- **Short task**
Print every line of the listing below without changing anything.

Named object pointing entries:
+--

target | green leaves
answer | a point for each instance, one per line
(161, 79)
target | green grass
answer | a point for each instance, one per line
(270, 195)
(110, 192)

+--

- **Response for this exercise**
target | green leaves
answer | a point for each instance, one per line
(161, 79)
target | green grass
answer | a point for each instance, one per line
(270, 195)
(110, 192)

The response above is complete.